Start

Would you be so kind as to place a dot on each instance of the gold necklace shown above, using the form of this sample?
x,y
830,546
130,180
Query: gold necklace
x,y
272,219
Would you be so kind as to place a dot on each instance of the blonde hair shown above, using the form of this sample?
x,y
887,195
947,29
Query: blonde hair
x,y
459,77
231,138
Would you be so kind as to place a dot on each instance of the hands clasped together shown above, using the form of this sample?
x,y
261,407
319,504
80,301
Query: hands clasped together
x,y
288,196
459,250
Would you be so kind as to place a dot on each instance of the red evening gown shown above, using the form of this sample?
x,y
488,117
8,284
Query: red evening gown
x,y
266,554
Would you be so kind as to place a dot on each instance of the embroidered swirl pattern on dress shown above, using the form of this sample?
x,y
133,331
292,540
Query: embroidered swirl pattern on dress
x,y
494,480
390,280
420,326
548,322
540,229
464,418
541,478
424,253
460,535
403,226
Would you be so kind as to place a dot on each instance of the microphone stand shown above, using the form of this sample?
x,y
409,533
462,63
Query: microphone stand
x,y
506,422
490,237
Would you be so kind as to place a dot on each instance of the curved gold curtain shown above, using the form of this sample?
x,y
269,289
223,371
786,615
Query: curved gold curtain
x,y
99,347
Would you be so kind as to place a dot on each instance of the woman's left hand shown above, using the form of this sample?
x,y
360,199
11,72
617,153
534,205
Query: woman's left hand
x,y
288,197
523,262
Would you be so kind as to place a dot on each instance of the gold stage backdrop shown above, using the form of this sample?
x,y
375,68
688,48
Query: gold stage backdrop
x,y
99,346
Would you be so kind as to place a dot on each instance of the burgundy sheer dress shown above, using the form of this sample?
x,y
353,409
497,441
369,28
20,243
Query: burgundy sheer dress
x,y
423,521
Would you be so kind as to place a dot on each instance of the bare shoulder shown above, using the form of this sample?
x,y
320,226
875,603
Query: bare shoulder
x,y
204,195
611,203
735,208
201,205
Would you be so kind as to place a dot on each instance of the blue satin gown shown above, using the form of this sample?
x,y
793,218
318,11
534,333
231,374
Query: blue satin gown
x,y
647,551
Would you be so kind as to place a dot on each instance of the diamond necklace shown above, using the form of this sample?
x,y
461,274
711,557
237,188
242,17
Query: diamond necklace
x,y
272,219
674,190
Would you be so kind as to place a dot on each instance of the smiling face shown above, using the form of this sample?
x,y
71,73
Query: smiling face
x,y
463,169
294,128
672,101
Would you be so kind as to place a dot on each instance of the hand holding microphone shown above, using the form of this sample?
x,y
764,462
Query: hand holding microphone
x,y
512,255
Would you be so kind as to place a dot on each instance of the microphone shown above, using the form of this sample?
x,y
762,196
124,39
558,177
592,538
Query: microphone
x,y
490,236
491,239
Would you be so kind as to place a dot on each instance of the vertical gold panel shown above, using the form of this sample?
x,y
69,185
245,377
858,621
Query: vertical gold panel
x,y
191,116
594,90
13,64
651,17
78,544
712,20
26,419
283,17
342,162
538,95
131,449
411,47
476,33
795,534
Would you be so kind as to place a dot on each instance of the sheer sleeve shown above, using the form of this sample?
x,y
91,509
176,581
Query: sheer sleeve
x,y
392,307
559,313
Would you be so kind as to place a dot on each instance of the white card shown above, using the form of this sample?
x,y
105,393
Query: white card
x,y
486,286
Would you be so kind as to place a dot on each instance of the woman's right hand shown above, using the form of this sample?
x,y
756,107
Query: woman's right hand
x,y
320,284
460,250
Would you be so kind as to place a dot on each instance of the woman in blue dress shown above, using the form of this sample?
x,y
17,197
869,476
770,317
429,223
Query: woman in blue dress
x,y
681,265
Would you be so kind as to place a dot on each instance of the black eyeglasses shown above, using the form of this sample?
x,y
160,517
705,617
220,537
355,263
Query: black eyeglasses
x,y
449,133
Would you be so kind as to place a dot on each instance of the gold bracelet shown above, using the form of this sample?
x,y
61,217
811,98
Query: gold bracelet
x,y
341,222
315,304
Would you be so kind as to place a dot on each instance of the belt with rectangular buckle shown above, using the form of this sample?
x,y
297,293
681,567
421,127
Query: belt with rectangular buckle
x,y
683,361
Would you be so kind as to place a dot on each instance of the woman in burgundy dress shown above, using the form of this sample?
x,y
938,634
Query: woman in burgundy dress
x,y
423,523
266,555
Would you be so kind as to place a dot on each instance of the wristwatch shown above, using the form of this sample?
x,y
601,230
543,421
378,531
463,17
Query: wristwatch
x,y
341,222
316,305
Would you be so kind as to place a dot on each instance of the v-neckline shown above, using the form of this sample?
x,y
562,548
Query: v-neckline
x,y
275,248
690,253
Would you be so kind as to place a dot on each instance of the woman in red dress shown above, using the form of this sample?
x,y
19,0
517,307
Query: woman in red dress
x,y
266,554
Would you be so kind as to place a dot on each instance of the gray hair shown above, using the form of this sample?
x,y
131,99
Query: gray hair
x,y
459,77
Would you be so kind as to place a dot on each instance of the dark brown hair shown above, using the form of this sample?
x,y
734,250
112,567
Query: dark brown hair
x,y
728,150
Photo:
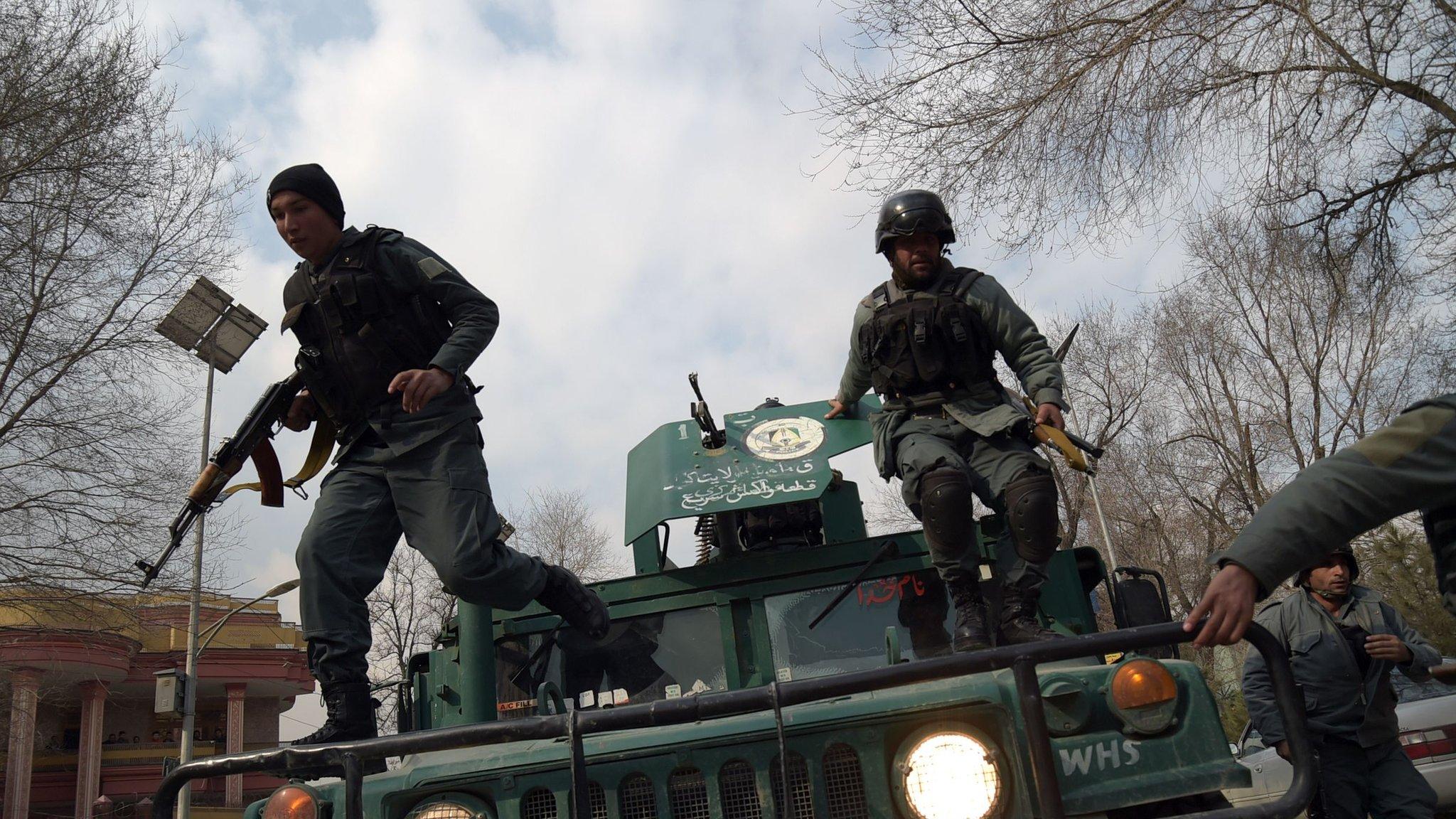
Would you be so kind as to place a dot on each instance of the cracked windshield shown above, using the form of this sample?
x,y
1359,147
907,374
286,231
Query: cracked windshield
x,y
852,637
641,659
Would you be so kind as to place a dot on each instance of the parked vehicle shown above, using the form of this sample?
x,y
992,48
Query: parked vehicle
x,y
1428,714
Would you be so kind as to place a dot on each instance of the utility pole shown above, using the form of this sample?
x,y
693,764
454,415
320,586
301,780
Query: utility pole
x,y
207,323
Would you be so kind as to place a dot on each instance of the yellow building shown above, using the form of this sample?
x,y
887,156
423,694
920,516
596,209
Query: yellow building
x,y
79,681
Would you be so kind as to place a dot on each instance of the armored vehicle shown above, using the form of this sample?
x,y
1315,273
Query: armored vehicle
x,y
800,669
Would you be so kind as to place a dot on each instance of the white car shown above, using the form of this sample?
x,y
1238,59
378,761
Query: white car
x,y
1428,716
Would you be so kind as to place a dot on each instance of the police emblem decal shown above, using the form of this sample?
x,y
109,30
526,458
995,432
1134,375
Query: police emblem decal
x,y
785,439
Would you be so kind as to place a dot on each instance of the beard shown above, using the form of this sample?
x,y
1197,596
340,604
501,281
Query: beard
x,y
907,277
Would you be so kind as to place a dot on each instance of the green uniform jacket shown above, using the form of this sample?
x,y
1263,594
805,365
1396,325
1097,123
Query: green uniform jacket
x,y
1339,700
1407,465
987,410
473,319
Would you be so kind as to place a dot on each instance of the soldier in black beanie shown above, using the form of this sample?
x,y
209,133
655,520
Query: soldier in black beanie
x,y
314,183
387,330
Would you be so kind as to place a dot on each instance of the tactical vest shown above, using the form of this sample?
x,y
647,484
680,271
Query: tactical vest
x,y
926,340
358,330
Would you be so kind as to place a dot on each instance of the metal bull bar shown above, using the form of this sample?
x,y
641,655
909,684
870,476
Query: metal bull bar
x,y
348,756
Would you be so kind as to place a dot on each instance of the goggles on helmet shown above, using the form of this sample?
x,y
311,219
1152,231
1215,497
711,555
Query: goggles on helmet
x,y
919,220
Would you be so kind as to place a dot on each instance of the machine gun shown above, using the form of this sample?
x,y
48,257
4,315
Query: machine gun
x,y
712,436
251,441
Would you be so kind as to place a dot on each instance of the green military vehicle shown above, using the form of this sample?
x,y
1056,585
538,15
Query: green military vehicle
x,y
800,669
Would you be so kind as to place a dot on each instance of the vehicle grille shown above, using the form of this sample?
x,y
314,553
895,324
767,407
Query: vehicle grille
x,y
800,786
737,792
635,798
539,803
599,801
687,793
736,786
845,783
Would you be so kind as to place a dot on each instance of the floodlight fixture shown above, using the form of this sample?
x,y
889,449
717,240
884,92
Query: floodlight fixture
x,y
230,337
207,323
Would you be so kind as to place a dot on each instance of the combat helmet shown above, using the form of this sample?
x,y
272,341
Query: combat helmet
x,y
1350,557
909,212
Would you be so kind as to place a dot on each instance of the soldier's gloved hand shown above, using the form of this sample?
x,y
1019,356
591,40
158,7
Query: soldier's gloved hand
x,y
1229,605
1388,648
1050,414
418,387
301,412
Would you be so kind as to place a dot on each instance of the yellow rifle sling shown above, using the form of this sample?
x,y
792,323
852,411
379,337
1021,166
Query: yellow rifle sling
x,y
319,451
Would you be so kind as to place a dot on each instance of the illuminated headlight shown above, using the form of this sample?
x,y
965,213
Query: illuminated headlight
x,y
451,806
948,773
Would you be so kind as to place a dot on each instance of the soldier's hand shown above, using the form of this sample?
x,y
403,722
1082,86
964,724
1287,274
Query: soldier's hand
x,y
1229,605
1050,414
418,387
1388,648
301,412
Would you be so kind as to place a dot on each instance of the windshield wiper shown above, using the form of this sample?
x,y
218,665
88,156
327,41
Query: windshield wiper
x,y
886,550
539,655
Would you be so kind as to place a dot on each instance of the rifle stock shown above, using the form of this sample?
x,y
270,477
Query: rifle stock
x,y
228,459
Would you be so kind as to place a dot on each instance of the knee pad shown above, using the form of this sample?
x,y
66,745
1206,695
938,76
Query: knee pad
x,y
946,506
1032,513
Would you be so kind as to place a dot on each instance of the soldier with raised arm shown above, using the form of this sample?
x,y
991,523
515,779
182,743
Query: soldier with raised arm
x,y
387,330
1406,466
925,340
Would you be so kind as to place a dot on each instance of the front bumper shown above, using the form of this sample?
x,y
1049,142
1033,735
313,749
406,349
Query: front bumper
x,y
574,726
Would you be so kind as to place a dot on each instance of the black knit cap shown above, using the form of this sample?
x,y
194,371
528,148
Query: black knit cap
x,y
314,183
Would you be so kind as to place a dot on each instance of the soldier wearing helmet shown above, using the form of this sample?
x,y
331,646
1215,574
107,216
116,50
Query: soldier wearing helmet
x,y
925,340
1344,640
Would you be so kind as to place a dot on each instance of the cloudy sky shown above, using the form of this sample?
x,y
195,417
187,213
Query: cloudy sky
x,y
625,178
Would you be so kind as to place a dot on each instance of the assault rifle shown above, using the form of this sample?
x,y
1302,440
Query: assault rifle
x,y
251,441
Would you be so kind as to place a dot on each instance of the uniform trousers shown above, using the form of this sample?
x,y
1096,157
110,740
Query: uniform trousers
x,y
992,462
439,496
1379,780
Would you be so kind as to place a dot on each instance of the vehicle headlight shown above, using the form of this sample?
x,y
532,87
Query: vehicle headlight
x,y
948,773
291,802
451,806
1145,695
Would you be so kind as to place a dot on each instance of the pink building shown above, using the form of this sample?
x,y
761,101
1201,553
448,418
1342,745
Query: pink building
x,y
77,700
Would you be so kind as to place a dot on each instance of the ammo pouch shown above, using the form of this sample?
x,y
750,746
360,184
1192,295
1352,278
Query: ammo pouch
x,y
926,341
360,330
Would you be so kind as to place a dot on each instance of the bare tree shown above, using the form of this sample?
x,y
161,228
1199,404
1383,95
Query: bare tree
x,y
107,213
560,527
407,614
1082,117
1393,560
1270,356
886,510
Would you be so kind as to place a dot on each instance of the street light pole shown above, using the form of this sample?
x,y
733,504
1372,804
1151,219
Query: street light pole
x,y
213,630
190,692
207,323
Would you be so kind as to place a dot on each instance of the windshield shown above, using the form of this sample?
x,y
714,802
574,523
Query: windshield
x,y
852,637
641,659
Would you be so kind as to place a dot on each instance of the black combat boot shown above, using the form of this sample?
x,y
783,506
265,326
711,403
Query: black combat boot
x,y
970,619
351,717
1018,621
580,606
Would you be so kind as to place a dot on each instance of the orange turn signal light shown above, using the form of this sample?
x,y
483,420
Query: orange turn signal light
x,y
1142,682
291,802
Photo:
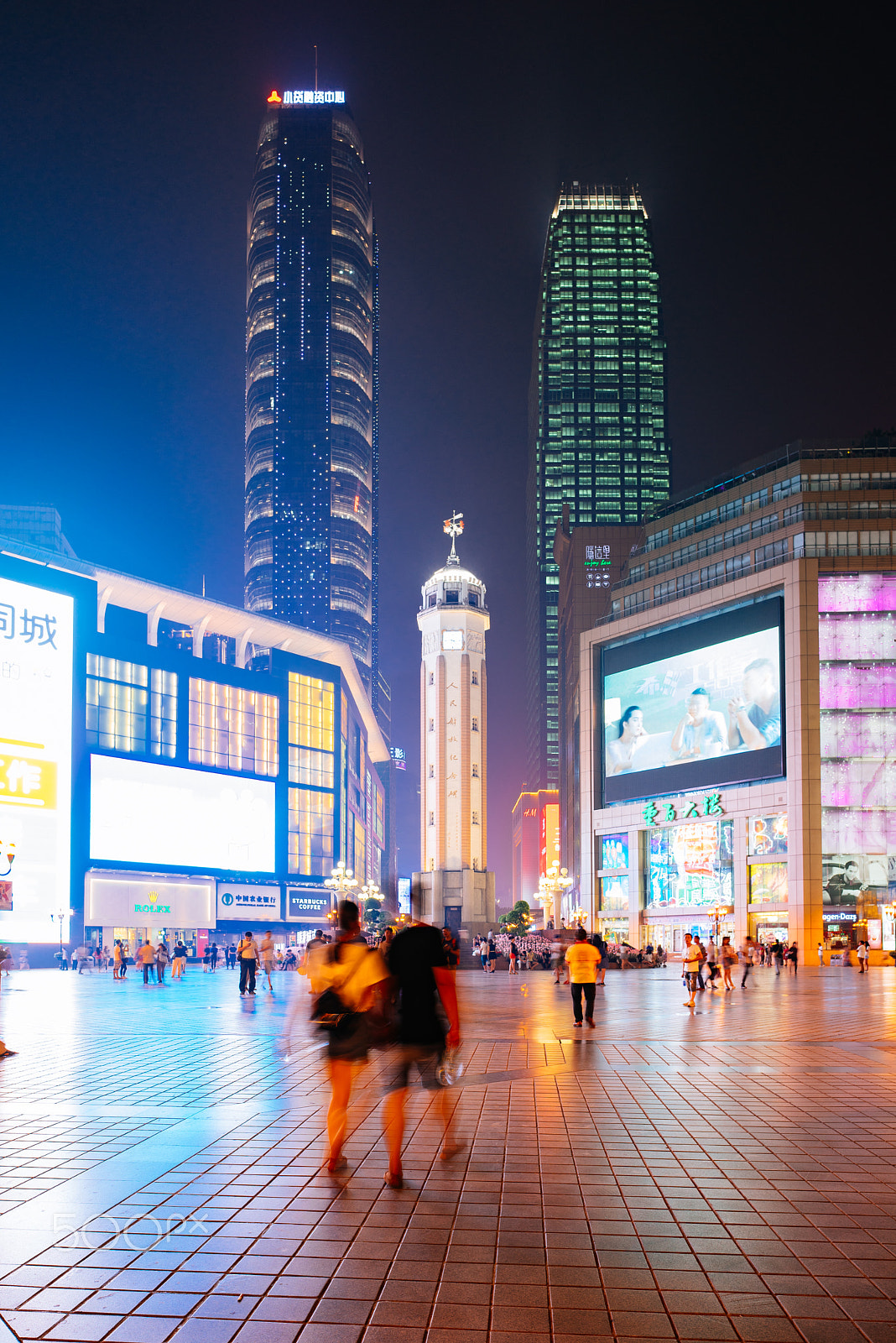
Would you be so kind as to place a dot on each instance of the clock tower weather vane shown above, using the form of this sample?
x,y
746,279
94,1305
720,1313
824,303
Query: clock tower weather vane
x,y
454,528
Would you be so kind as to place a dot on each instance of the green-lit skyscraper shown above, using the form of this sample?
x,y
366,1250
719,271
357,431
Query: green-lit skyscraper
x,y
597,436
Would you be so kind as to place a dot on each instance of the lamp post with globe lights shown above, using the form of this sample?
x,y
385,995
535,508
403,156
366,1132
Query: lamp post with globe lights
x,y
341,881
371,893
553,884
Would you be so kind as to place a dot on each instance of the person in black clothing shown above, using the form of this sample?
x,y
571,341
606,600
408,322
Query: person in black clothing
x,y
602,969
452,950
419,964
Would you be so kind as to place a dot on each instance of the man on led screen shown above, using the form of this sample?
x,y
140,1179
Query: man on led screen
x,y
701,732
754,718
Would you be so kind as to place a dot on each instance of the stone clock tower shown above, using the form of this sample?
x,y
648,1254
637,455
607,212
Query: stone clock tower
x,y
454,886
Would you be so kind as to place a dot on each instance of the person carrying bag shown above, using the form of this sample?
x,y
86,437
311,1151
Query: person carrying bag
x,y
354,980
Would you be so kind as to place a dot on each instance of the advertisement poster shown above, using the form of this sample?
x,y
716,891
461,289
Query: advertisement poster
x,y
36,644
691,865
846,876
160,814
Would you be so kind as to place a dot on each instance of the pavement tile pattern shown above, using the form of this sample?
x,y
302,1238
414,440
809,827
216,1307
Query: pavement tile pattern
x,y
726,1174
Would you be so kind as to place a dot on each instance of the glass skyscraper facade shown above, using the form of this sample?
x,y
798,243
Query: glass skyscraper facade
x,y
597,413
311,317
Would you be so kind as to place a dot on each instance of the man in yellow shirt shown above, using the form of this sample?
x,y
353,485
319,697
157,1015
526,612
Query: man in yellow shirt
x,y
582,960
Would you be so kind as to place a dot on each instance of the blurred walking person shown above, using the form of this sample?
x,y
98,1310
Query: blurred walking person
x,y
728,959
425,982
353,971
691,966
582,960
161,960
248,958
267,958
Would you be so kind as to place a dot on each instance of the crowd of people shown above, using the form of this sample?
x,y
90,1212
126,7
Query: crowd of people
x,y
719,962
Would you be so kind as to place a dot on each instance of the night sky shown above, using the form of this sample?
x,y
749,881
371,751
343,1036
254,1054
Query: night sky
x,y
762,144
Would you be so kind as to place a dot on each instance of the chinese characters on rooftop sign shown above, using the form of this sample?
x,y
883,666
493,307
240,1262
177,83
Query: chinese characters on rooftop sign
x,y
597,563
306,96
36,633
690,807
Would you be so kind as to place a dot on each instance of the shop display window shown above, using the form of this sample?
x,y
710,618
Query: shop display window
x,y
768,836
768,884
615,895
690,865
615,853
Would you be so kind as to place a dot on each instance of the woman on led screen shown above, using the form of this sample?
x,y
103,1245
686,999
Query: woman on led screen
x,y
631,739
701,732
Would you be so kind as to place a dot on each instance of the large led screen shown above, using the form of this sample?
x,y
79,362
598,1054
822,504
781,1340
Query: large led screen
x,y
168,817
695,707
36,631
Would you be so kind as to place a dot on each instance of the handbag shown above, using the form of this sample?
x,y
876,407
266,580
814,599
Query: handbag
x,y
329,1009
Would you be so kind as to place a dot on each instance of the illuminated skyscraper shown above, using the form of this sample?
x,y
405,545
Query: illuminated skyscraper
x,y
311,316
597,413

End

> _What you should do_: Starting with the line that contains "of the night", return each line through the last one of the data above, exactly as written and nothing more.

> _Answer to the exercise_:
Would you be so kind as to place a dot on each instance of the night sky shown above, using the form of this sample?
x,y
749,881
371,751
343,1036
254,1054
Query: night sky
x,y
762,144
Would you be so kind as to place a dot on each instance of the chinese characters on rooftop sign shown above, using the form of this sample?
x,y
883,666
493,307
240,1262
177,83
Query: chinese characters on rooftop sign
x,y
597,563
306,96
36,633
690,807
Would you be so kind as to place a dot on each instance of the shop display window shown above, using the form of this sample?
x,y
710,618
Query: shop display window
x,y
768,836
768,884
615,895
690,865
615,853
Would you be so kind as to place a dot on each instance of the woman on led screen shown above, using the form of this sample?
x,y
103,1245
686,999
Query: woman on led screen
x,y
631,739
701,732
Would you be so kind as to place a dot on each instance of the large led screen shown above, using the form of this sample?
x,y
79,362
598,1054
822,504
781,1340
Query: large led screen
x,y
168,817
695,707
36,631
Would you be so kind as to place a dot on each instance of the handbag shown above, using the form of this sample?
x,y
876,407
266,580
814,599
Query: handbag
x,y
329,1009
Would you be so kind as to place a dot on each instance of the illuminated skyscraper shown above, using the form of this sample?
x,y
405,545
Query: illuminated skyscraper
x,y
311,316
597,413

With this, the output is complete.